• LISTED ENTRIES:
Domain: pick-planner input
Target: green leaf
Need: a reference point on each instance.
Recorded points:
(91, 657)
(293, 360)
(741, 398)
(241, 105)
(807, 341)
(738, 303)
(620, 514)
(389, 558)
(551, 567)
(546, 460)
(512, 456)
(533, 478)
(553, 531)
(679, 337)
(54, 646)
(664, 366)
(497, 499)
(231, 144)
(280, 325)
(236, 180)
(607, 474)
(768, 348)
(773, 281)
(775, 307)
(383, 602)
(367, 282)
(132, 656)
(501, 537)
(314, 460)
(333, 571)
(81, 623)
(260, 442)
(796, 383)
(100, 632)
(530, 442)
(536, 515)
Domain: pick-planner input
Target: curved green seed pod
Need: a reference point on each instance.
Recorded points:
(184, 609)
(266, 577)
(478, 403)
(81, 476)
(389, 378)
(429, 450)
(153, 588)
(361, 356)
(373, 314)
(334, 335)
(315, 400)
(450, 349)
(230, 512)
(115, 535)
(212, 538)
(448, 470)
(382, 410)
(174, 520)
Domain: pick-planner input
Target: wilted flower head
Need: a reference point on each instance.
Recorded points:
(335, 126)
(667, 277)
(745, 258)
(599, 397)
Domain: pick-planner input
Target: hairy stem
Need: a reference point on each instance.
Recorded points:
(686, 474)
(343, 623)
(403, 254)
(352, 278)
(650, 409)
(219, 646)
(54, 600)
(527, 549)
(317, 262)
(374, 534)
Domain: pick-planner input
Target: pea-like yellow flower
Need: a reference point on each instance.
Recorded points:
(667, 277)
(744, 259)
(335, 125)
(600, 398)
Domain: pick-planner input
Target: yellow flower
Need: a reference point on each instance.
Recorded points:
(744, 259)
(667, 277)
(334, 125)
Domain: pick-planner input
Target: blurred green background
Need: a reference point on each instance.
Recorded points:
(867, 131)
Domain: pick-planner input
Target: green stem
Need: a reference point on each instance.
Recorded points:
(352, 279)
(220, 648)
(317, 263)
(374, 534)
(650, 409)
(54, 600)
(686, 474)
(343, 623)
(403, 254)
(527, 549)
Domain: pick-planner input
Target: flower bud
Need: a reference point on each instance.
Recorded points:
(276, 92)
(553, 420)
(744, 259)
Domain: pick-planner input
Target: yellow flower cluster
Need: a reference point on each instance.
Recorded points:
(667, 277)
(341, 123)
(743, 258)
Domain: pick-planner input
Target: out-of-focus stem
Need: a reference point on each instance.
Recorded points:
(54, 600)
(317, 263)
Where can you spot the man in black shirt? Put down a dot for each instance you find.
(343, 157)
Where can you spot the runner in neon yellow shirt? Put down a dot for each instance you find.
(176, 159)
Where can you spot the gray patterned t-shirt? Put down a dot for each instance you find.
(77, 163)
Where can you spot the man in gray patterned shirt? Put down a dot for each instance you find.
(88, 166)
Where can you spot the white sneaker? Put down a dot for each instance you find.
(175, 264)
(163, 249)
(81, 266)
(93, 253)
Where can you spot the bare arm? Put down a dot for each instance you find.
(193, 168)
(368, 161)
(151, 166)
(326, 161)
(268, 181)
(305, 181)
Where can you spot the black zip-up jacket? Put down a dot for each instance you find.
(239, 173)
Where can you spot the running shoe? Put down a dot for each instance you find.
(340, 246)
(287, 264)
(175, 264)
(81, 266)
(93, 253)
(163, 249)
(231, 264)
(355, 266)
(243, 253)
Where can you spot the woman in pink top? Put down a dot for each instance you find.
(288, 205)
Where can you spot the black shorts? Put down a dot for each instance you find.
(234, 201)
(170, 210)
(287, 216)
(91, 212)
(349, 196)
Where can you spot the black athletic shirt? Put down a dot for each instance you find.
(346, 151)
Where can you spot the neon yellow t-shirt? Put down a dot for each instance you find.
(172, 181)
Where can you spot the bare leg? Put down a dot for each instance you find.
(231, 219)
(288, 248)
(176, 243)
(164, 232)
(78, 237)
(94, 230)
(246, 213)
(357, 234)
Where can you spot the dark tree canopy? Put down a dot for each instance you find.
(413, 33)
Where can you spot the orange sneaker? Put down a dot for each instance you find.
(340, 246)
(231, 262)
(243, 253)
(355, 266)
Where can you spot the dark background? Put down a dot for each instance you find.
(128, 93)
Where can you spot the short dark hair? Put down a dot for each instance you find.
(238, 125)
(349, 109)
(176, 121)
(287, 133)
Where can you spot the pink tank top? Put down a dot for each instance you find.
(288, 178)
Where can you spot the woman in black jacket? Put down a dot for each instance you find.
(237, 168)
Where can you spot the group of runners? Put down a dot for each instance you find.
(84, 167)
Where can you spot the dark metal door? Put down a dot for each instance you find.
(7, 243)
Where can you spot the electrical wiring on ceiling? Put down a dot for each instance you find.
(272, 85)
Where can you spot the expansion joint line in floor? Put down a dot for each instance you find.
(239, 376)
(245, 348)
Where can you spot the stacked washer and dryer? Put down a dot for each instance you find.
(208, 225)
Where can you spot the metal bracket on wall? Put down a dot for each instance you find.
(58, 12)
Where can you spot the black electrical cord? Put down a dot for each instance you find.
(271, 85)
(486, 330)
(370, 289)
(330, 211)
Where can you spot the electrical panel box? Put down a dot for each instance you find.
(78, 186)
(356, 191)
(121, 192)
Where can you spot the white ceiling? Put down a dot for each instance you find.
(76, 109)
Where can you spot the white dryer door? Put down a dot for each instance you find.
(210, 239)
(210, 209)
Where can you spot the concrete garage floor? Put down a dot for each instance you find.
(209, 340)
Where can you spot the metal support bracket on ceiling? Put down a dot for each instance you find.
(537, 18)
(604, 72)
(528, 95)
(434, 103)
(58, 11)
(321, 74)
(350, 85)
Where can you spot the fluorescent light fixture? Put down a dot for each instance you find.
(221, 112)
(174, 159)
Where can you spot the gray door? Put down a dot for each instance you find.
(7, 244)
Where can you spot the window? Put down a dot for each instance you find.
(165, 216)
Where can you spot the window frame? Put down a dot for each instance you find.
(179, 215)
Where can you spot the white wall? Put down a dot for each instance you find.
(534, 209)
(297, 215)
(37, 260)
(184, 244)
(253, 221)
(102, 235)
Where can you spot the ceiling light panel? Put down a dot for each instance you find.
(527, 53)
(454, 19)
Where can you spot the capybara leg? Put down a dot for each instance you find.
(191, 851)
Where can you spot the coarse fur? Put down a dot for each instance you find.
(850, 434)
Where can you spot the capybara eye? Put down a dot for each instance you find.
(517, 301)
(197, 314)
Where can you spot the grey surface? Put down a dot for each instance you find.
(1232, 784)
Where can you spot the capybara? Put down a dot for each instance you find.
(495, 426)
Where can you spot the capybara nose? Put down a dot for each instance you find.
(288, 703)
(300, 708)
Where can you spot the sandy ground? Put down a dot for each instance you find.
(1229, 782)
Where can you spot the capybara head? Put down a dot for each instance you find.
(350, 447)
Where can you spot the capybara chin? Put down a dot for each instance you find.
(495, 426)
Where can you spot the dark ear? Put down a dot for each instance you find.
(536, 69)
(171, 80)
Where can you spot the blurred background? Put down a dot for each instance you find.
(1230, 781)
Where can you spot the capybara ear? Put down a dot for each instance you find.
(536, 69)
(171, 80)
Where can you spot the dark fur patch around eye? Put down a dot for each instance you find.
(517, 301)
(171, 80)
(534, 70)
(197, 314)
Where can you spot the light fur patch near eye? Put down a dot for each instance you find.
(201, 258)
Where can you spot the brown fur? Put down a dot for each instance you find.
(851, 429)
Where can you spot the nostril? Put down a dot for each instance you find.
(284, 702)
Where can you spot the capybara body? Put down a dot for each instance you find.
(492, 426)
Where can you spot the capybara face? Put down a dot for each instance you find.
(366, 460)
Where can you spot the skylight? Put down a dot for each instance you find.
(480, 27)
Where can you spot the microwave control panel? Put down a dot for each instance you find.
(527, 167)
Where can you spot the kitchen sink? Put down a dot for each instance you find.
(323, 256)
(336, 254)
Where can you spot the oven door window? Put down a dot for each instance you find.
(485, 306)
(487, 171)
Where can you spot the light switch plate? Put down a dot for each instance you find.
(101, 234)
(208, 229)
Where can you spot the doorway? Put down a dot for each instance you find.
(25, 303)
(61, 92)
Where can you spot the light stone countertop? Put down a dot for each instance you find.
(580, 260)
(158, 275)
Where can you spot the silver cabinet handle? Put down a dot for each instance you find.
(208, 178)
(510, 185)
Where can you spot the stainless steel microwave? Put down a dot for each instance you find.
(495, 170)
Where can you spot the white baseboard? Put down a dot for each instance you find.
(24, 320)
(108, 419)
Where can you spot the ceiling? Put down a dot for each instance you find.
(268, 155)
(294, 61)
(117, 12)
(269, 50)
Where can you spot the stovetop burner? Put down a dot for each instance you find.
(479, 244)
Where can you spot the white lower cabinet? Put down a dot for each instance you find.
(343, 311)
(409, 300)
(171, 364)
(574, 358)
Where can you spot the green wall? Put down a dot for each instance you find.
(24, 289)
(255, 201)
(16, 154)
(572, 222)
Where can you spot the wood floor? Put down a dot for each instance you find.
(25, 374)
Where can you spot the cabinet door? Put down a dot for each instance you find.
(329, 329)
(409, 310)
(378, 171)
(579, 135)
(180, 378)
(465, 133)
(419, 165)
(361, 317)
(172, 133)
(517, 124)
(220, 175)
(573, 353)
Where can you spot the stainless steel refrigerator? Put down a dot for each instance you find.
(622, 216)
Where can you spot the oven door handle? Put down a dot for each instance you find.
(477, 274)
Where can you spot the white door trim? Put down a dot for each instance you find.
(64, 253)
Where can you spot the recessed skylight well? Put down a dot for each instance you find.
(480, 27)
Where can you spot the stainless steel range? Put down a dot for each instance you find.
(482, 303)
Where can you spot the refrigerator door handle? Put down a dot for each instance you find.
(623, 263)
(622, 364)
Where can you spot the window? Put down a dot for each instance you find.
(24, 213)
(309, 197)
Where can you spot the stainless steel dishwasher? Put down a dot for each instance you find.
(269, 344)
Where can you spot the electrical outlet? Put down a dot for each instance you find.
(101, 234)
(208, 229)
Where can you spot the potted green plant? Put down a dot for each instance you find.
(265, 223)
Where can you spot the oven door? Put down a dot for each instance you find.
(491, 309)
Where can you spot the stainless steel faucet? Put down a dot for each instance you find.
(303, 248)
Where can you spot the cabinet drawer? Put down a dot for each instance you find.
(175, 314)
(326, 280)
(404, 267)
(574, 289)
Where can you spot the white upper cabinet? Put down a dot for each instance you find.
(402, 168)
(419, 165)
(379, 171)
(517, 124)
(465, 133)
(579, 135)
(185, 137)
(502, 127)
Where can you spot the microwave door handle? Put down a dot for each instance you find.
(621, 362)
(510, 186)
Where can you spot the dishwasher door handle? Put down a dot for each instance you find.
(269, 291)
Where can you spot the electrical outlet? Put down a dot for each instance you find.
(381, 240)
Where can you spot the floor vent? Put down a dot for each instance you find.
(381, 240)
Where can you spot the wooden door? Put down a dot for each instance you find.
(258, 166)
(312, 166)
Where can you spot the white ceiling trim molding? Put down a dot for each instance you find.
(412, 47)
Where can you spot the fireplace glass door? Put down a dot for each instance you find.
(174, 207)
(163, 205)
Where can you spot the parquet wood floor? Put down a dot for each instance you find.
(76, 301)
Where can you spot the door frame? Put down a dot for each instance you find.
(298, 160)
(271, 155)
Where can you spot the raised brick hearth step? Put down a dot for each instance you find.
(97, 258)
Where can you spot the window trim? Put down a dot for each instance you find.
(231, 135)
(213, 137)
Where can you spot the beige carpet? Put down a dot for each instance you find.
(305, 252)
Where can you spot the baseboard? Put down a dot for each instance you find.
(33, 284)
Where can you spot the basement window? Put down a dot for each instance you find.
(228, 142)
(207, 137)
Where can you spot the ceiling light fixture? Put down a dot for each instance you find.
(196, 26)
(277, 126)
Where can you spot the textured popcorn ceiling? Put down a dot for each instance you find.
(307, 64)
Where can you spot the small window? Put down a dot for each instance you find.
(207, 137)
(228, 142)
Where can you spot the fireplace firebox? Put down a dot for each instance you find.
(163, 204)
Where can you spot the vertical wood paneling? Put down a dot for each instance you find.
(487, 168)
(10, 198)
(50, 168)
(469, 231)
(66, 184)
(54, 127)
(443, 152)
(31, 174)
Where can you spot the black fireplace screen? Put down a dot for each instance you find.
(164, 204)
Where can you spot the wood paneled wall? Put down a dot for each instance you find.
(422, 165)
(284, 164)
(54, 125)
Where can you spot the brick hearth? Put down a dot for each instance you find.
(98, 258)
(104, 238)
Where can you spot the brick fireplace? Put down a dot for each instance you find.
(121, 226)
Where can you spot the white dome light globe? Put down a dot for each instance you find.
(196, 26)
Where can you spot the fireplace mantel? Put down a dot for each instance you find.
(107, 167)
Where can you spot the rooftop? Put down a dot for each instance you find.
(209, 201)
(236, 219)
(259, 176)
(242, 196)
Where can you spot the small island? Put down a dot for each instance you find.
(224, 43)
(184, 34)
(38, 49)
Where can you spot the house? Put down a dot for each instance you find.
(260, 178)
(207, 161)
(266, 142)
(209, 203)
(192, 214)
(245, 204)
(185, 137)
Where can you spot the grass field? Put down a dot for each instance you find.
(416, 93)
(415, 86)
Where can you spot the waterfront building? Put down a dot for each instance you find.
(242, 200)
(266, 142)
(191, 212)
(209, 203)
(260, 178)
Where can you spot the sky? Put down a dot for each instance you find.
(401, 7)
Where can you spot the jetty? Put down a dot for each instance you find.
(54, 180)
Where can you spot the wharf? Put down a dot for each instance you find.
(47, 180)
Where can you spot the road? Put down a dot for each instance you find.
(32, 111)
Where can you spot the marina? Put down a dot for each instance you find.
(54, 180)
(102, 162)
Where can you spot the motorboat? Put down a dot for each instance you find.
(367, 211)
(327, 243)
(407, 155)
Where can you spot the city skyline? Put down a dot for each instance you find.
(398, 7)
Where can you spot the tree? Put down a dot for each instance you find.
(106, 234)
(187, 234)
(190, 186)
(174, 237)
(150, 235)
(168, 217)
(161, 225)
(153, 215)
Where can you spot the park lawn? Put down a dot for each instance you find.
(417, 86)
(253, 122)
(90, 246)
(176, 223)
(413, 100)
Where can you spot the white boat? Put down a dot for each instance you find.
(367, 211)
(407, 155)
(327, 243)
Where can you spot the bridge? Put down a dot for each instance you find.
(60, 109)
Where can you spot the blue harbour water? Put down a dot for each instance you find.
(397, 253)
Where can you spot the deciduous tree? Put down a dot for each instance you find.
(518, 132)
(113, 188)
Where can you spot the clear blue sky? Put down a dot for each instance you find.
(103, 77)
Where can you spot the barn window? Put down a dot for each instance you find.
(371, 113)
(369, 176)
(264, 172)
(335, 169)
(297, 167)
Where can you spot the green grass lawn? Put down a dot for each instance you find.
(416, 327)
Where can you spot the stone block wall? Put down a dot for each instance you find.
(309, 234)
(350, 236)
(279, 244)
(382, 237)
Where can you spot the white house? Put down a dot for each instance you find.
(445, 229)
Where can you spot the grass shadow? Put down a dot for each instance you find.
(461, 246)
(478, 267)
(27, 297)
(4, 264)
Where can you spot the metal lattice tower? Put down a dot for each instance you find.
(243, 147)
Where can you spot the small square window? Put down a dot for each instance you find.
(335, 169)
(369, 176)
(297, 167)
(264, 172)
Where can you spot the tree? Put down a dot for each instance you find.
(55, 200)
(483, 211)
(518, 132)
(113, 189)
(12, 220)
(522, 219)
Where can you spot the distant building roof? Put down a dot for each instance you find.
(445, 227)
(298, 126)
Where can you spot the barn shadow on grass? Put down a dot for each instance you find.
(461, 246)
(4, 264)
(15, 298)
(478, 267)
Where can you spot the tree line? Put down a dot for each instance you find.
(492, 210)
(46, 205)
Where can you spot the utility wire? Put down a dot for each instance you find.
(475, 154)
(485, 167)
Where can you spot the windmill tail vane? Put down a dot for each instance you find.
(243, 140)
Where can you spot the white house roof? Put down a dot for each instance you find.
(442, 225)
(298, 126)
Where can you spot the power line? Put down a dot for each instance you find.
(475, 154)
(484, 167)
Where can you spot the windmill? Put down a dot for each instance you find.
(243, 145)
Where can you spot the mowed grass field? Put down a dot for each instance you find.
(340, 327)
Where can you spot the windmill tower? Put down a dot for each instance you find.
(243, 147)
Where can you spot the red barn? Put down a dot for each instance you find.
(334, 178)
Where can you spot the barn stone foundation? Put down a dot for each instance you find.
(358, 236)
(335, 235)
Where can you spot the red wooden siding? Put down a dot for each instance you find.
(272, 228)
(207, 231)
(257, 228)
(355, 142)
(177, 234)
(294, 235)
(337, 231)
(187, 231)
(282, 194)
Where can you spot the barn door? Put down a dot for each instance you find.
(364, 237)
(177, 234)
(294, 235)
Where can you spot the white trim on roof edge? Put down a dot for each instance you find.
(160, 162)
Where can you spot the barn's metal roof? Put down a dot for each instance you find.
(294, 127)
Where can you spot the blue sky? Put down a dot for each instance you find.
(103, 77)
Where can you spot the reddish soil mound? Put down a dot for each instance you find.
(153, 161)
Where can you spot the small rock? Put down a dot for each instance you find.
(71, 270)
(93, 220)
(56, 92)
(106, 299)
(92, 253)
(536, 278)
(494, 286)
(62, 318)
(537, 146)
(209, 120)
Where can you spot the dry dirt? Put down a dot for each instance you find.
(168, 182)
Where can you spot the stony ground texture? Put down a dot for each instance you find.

• OBJECTIVE: Copy only this span: the line that contains "Where can you spot the white trim", the last line, and every line between them.

• REPLY TO THE TASK:
Where can you spot the white trim on roof edge? Put down a dot for each instance you find.
(160, 162)
Where can you spot the barn's metal roof? Put down a dot for each instance you find.
(294, 127)
Where can you spot the blue sky? Put down a dot for each instance you find.
(103, 77)
Where can you spot the reddish soil mound? Put down a dot for each instance you find.
(153, 161)
Where can you spot the small rock? Put down a dot for each instance you find.
(71, 270)
(93, 220)
(56, 92)
(106, 299)
(92, 253)
(536, 278)
(494, 286)
(62, 318)
(537, 146)
(209, 120)
Where can you spot the dry dirt? Put down a dot for each instance you find.
(168, 182)
Where can you spot the stony ground texture? Put down a dot for each instance you find.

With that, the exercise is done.